→ **TASK BRIEF**: Give the listing below again in full, exactly as written.

→ **DATA**:

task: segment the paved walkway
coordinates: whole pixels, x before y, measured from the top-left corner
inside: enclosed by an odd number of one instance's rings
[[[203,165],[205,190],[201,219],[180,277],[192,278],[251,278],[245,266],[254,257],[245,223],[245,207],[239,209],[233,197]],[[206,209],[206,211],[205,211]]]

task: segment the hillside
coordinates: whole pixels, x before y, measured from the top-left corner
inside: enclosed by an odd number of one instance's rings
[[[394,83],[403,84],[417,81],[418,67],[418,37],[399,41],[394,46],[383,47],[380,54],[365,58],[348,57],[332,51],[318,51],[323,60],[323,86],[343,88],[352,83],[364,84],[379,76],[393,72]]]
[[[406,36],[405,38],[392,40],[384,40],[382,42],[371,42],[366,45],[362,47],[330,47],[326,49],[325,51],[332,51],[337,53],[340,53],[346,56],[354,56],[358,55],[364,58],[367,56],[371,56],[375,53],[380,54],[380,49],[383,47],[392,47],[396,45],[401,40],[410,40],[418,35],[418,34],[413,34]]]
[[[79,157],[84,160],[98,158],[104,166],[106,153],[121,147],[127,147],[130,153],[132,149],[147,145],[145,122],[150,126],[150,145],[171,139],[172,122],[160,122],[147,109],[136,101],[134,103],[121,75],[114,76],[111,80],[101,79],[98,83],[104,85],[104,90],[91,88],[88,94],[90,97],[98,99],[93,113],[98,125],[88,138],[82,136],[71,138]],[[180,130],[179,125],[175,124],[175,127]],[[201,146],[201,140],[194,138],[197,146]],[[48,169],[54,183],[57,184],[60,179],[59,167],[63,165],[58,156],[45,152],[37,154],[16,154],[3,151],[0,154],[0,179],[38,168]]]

→ **PROBLEM SOLUTION**:
task: segment the paved walkway
coordinates: whole pixels, x before y, measured from the top-left corner
inside: enclosed by an odd number of one instance's rings
[[[203,165],[205,190],[201,219],[180,277],[192,278],[251,278],[245,266],[254,257],[245,223],[245,207],[239,209],[233,197]],[[206,209],[206,211],[205,211]]]

task: segment the hillside
coordinates: whole pixels, x before y, measured from the top-left corner
inside: enclosed by an odd number of one instance's rings
[[[394,83],[403,84],[417,81],[418,67],[418,37],[399,41],[394,46],[383,47],[380,54],[365,58],[348,57],[332,51],[318,51],[323,60],[323,86],[343,88],[352,83],[364,84],[379,76],[393,72]]]
[[[406,36],[405,38],[392,40],[384,40],[382,42],[371,42],[366,45],[362,47],[330,47],[326,49],[325,51],[332,51],[337,53],[340,53],[346,56],[354,56],[358,55],[364,58],[367,56],[371,56],[375,53],[380,54],[380,49],[383,47],[392,47],[396,45],[401,40],[410,40],[418,35],[418,34],[413,34]]]
[[[79,157],[84,160],[98,158],[104,166],[106,153],[121,147],[127,147],[130,153],[132,149],[147,145],[145,122],[150,126],[150,145],[171,139],[172,122],[160,122],[147,109],[136,101],[134,103],[121,75],[114,76],[111,80],[101,79],[98,83],[104,85],[104,90],[91,88],[88,94],[90,97],[98,99],[93,113],[98,125],[88,138],[82,136],[71,138]],[[180,130],[179,125],[175,124],[175,127]],[[201,146],[201,140],[194,138],[197,146]],[[48,169],[54,183],[57,184],[60,179],[59,167],[63,165],[58,156],[45,152],[37,154],[16,154],[3,151],[0,154],[0,179],[38,168]]]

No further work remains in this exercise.